**SET EXERCISE:** Return the lines below exactly, starting at the line that contains "Practice. Find the grass yard" and ending at the line that contains "pixel 119 304".

**Point annotation records:**
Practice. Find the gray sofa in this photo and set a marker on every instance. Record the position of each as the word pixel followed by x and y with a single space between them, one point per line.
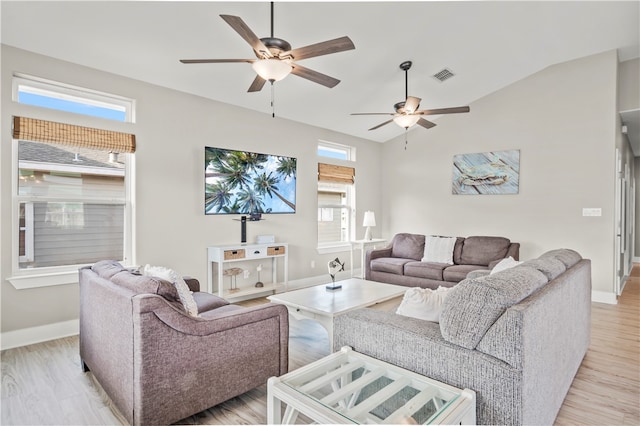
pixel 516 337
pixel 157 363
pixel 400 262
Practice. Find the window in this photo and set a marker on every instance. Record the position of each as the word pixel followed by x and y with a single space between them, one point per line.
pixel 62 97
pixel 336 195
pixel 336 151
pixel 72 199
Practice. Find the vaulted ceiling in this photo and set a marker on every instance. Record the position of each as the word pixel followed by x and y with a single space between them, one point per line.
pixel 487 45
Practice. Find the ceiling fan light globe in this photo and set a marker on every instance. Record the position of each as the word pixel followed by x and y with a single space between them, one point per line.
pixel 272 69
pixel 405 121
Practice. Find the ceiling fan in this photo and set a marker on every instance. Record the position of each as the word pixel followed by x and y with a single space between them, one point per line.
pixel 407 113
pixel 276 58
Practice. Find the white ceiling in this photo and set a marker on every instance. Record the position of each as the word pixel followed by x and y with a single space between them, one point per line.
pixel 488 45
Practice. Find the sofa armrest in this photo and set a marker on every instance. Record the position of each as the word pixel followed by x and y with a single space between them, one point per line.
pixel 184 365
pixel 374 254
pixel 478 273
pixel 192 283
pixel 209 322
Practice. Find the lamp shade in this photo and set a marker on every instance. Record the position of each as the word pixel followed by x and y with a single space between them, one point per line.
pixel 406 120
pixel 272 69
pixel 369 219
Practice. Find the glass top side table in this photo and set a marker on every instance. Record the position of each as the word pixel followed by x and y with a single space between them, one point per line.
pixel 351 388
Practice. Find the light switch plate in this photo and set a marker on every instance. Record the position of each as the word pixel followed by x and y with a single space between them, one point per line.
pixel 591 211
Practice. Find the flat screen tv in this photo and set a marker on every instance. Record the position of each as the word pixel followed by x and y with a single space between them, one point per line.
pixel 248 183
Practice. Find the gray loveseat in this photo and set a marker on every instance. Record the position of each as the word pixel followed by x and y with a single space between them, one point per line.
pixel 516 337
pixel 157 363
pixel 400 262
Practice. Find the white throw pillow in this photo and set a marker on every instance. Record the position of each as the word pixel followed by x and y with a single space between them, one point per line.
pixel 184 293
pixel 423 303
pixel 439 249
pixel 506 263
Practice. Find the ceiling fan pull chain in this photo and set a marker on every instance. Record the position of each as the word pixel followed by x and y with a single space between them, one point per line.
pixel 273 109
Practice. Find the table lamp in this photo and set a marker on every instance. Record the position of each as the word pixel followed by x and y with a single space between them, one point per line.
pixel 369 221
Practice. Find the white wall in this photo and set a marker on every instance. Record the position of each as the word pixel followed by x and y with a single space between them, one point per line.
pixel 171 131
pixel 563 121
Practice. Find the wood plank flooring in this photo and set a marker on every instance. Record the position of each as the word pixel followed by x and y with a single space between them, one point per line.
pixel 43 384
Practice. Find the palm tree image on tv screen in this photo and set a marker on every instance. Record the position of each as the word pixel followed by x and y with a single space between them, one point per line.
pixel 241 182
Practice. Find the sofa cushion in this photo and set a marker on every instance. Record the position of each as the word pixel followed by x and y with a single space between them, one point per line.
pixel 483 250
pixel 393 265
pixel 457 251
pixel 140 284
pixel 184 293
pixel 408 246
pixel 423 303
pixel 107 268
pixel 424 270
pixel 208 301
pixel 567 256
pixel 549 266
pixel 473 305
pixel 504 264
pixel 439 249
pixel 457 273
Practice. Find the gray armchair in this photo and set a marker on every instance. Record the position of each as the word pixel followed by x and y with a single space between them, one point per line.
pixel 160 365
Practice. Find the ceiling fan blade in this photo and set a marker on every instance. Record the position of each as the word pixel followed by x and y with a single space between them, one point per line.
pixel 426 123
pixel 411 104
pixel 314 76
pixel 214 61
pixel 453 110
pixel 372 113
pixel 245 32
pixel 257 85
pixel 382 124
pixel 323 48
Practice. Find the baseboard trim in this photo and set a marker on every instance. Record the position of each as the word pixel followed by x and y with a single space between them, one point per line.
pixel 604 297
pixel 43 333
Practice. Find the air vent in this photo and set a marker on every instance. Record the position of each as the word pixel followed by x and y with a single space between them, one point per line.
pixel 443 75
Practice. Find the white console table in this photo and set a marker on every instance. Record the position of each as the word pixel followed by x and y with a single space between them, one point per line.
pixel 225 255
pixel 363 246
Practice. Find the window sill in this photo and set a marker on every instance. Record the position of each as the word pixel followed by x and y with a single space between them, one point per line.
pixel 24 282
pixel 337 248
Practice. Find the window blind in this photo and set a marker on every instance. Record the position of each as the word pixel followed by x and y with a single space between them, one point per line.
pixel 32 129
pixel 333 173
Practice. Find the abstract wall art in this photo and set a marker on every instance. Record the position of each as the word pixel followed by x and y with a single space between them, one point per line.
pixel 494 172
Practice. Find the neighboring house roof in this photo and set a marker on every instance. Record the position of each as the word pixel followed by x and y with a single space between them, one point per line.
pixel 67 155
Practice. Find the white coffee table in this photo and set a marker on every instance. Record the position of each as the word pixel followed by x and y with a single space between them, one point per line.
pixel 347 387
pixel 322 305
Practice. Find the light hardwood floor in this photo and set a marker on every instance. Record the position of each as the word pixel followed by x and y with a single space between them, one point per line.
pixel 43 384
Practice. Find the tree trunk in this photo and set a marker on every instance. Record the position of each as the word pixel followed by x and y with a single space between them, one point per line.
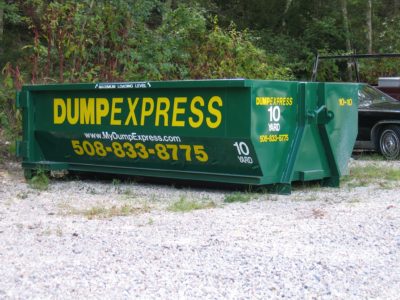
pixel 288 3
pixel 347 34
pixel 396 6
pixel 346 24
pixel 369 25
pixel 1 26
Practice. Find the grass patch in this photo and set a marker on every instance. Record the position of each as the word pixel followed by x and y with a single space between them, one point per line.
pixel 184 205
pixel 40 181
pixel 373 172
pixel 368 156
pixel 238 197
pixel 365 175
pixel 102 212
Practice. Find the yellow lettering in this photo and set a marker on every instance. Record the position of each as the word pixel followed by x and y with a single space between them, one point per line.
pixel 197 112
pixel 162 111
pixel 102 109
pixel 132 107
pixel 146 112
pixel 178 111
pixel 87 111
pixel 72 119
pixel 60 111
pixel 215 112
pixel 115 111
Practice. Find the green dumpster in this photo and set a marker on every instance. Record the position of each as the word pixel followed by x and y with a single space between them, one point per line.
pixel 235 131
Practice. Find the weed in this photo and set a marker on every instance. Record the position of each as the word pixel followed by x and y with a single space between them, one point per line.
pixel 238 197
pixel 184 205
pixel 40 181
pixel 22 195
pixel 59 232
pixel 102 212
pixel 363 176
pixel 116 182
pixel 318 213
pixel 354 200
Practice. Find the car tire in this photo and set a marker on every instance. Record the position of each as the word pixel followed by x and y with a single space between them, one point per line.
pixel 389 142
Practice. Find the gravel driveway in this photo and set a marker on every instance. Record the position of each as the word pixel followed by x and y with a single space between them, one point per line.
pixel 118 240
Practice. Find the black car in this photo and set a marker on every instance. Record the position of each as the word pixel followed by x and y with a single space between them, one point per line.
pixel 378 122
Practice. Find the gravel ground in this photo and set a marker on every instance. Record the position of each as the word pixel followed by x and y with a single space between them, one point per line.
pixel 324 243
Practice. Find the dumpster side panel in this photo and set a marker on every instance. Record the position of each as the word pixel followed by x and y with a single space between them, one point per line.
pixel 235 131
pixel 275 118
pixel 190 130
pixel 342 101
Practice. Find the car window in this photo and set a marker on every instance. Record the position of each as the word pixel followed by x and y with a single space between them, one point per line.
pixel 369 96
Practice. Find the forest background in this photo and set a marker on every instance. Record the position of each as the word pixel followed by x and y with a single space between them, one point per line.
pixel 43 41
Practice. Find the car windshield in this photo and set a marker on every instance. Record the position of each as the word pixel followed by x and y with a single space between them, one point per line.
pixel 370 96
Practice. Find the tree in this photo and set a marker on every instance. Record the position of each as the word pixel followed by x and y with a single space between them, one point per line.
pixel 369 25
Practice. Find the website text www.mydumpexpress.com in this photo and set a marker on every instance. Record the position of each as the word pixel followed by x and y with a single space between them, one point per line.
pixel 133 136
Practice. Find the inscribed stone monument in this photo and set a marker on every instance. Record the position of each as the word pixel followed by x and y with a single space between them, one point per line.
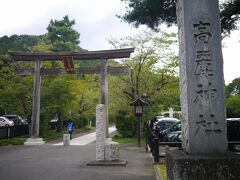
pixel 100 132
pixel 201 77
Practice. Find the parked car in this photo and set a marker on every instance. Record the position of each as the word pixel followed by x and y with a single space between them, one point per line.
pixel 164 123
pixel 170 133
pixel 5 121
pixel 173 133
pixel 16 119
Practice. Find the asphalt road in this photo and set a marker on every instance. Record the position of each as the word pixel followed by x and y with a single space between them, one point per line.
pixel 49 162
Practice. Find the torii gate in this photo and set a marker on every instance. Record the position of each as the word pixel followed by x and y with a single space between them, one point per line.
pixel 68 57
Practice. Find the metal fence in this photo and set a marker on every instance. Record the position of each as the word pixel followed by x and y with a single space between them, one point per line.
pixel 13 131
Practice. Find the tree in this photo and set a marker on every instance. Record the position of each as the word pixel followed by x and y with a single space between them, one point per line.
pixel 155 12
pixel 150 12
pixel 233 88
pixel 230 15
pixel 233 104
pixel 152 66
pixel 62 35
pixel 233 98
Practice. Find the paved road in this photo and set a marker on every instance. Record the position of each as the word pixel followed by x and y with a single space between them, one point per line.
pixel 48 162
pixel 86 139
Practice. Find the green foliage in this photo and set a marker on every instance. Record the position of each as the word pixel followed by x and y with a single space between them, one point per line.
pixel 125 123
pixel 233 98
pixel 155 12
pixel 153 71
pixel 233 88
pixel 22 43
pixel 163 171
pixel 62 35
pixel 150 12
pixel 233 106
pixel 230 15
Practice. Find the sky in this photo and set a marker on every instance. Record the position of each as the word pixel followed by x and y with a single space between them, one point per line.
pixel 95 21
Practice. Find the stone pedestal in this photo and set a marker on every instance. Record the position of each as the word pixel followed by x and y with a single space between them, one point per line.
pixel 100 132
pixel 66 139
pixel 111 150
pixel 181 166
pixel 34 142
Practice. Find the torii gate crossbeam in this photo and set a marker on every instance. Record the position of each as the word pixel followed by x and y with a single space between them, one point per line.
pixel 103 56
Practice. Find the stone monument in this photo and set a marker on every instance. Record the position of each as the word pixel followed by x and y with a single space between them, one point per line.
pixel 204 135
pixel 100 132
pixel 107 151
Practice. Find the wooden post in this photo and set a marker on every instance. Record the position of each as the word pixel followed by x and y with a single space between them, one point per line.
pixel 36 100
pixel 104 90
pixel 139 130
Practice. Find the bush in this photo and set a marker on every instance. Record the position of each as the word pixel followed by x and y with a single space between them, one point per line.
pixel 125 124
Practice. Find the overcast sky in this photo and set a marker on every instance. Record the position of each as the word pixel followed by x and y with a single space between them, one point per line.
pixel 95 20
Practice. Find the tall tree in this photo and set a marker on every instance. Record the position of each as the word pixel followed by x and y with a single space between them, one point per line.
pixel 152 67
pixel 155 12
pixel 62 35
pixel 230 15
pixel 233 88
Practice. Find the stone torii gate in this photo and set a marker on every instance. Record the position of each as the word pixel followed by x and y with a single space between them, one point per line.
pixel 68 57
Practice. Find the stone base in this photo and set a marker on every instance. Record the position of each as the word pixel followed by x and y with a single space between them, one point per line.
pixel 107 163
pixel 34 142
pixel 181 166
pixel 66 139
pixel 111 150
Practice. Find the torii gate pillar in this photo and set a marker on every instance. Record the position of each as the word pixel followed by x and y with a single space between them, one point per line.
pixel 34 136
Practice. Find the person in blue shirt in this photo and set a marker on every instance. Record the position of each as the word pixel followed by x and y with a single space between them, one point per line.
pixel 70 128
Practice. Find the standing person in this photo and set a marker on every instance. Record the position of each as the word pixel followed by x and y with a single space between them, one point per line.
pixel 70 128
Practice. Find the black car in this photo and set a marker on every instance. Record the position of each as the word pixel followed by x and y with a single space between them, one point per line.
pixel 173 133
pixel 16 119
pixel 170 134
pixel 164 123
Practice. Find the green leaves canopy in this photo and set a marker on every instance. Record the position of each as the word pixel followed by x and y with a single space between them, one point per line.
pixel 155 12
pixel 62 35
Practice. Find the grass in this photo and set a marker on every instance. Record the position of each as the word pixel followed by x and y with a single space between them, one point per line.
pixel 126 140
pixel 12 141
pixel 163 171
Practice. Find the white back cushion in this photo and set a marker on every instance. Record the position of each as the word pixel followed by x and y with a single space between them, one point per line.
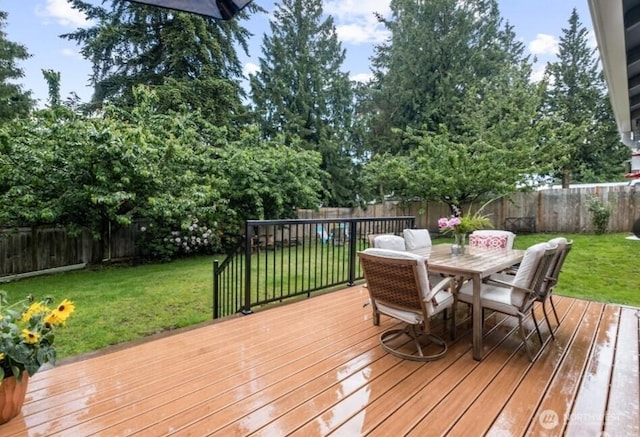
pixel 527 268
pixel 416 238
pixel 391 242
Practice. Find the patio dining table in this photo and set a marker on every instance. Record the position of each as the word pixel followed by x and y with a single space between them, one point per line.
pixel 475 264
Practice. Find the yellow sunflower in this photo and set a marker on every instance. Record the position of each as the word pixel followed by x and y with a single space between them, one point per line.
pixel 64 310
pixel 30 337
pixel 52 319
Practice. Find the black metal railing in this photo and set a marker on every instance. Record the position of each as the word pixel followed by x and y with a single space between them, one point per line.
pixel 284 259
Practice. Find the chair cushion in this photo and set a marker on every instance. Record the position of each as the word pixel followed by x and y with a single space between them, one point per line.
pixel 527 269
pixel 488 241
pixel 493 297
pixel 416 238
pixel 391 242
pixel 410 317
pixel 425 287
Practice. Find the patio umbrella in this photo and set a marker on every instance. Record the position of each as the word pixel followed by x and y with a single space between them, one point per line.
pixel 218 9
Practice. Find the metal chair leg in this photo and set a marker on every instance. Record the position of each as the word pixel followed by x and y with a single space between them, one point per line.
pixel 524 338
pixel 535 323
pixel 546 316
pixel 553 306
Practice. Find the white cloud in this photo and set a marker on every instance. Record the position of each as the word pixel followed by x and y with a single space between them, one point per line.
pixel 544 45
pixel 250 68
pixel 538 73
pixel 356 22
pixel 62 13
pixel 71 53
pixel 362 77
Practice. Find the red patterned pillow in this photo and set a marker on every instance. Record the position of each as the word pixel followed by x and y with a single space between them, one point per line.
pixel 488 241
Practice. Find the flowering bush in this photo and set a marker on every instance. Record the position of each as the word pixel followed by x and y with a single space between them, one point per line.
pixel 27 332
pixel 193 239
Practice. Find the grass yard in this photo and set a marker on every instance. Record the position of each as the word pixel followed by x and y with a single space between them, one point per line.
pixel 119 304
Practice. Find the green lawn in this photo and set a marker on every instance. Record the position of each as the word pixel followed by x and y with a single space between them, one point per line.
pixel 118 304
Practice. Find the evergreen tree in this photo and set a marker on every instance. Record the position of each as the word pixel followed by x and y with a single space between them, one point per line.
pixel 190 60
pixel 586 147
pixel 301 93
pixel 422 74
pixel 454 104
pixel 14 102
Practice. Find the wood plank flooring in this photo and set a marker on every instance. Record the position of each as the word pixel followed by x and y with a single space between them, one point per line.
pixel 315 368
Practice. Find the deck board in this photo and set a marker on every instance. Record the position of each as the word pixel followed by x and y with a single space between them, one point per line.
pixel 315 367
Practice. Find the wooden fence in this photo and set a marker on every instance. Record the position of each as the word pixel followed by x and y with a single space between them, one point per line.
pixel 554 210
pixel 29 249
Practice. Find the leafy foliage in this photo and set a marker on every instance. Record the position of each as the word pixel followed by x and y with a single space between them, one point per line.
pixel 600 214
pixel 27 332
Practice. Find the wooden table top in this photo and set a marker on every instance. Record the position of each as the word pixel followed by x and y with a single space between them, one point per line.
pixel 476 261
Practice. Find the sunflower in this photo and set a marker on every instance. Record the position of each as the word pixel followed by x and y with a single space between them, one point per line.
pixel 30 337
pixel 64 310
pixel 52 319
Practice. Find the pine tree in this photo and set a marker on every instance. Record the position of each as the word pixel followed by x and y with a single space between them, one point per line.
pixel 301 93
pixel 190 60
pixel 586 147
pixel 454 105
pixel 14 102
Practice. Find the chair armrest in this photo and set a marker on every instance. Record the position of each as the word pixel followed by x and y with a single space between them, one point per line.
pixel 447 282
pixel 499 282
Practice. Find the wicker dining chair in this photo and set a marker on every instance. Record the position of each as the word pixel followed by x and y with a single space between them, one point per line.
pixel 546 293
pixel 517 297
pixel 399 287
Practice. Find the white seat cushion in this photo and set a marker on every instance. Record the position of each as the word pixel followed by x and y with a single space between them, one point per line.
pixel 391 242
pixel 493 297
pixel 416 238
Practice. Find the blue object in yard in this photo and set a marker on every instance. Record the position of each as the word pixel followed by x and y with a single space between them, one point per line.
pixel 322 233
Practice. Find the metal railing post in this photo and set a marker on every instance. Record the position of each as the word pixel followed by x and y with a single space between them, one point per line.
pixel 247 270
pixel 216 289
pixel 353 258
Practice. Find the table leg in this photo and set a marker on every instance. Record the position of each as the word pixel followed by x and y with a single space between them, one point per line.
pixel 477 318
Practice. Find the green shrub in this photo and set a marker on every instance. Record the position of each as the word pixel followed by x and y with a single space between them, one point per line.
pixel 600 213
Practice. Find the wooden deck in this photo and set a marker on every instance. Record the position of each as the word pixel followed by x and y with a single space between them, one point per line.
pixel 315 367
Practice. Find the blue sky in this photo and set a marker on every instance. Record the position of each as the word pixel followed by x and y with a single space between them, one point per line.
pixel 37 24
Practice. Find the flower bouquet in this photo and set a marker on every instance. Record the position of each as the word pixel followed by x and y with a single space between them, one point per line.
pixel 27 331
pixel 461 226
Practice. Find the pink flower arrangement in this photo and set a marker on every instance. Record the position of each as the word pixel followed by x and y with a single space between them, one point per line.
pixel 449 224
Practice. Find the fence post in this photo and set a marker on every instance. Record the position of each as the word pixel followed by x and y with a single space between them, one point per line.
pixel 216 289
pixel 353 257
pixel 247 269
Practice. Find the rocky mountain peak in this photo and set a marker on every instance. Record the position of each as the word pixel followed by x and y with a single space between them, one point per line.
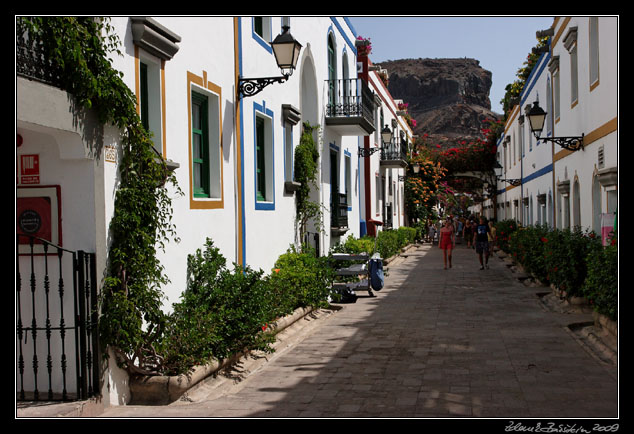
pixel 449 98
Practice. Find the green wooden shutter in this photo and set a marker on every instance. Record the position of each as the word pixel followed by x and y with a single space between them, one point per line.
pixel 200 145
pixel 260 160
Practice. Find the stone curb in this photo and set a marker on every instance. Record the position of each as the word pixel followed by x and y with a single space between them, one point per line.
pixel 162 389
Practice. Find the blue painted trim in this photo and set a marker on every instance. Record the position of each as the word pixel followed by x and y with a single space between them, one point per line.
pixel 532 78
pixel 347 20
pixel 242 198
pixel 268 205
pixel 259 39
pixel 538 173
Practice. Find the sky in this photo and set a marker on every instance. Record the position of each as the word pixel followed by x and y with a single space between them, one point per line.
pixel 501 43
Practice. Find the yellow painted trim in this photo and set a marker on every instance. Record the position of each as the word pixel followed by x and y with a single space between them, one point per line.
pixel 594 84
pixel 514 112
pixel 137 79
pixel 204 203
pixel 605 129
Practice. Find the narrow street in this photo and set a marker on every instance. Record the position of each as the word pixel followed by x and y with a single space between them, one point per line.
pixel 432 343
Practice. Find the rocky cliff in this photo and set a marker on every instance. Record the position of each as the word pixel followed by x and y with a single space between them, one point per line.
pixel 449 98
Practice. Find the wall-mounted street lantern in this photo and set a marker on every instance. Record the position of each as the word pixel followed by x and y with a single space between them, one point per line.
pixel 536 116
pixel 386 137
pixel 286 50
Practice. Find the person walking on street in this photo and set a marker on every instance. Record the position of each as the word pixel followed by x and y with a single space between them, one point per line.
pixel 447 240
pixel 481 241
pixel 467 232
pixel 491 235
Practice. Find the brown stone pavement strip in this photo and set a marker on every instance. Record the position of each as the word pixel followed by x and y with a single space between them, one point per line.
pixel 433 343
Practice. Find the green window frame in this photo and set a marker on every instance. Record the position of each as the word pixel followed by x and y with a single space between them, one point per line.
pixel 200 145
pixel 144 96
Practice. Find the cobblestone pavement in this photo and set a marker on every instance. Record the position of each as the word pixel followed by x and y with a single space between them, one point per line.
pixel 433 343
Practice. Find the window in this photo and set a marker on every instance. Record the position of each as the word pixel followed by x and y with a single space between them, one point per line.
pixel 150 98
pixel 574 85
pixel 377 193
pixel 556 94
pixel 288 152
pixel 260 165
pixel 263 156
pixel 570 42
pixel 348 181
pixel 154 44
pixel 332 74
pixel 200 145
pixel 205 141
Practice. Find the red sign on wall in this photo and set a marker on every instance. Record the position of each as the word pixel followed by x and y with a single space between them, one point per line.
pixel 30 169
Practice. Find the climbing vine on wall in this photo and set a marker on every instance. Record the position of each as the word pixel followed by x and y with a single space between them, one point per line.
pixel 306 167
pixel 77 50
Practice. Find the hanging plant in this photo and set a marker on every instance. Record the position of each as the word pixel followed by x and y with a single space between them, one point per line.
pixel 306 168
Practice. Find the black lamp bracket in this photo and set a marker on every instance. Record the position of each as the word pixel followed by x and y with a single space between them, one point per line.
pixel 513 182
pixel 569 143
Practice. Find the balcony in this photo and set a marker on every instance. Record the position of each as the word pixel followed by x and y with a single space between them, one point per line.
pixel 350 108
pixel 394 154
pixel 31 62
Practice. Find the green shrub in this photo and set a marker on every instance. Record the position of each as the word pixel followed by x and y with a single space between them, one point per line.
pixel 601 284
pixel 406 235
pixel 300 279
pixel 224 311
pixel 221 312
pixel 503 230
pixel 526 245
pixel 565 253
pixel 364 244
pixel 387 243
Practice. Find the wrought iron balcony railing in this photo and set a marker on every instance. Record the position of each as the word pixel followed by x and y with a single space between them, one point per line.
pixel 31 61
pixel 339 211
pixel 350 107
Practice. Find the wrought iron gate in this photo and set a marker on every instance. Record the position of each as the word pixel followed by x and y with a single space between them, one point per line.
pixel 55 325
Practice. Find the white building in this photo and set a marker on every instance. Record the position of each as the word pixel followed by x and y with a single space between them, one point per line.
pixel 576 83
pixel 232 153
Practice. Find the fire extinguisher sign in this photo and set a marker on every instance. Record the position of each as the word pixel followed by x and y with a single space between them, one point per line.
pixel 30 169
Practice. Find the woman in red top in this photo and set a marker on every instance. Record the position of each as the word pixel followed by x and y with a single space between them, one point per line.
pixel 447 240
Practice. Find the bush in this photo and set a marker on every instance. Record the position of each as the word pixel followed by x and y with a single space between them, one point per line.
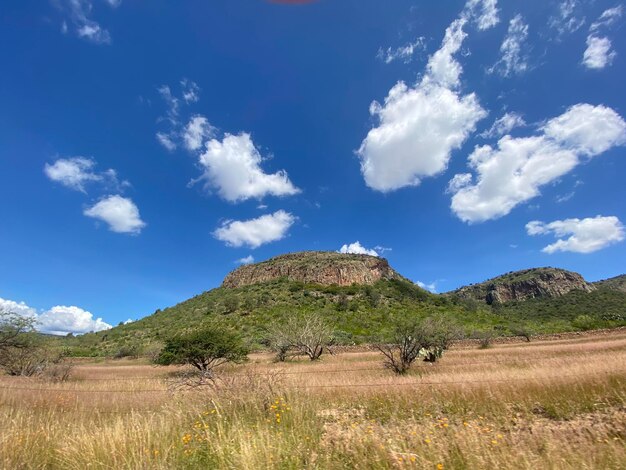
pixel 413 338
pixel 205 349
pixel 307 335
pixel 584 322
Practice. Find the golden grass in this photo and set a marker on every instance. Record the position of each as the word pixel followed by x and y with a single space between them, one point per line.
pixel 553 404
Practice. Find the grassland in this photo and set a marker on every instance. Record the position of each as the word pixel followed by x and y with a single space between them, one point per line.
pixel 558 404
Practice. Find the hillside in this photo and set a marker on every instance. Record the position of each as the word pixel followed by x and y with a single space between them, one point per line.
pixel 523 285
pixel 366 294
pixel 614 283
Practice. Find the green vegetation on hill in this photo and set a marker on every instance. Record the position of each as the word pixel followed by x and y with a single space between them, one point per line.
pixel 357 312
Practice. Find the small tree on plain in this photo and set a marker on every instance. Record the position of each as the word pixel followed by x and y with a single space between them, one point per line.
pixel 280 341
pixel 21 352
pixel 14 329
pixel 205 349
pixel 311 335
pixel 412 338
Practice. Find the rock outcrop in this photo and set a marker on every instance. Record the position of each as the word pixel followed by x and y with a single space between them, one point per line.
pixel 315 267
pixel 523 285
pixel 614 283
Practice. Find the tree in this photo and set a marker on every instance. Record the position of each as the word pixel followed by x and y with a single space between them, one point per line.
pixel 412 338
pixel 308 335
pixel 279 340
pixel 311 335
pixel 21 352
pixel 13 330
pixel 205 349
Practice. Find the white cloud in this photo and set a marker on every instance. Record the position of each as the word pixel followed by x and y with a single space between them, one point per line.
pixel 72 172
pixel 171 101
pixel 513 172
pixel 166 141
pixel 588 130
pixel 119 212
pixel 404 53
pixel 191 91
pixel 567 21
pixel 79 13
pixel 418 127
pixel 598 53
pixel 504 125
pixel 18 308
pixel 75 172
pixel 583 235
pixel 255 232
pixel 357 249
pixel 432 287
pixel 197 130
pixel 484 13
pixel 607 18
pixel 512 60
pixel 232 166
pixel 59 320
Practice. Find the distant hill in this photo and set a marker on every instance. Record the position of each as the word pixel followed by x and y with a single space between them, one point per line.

**TASK OUTPUT:**
Practice. Find the grass yard in this photo and set a marker on every instance. Record the position of each as the word pixel followed by x and y with a single space between them, one point per line.
pixel 119 304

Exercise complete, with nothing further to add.